### ACTIVITY
For each line in the records, produce an exact copy.

### TASK INPUT
○ ○ ○ ○
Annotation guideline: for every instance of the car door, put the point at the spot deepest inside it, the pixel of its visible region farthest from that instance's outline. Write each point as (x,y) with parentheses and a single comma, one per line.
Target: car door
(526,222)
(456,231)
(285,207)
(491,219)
○ ○ ○ ○
### RESPONSE AREA
Annotation guideline: for every instance of the car door, put the point at the spot deepest inside it, the pixel of its visible region farthest from that instance's outline. Write each point as (x,y) with parentheses and a single comma, one per line.
Target: car door
(526,222)
(456,231)
(285,207)
(491,219)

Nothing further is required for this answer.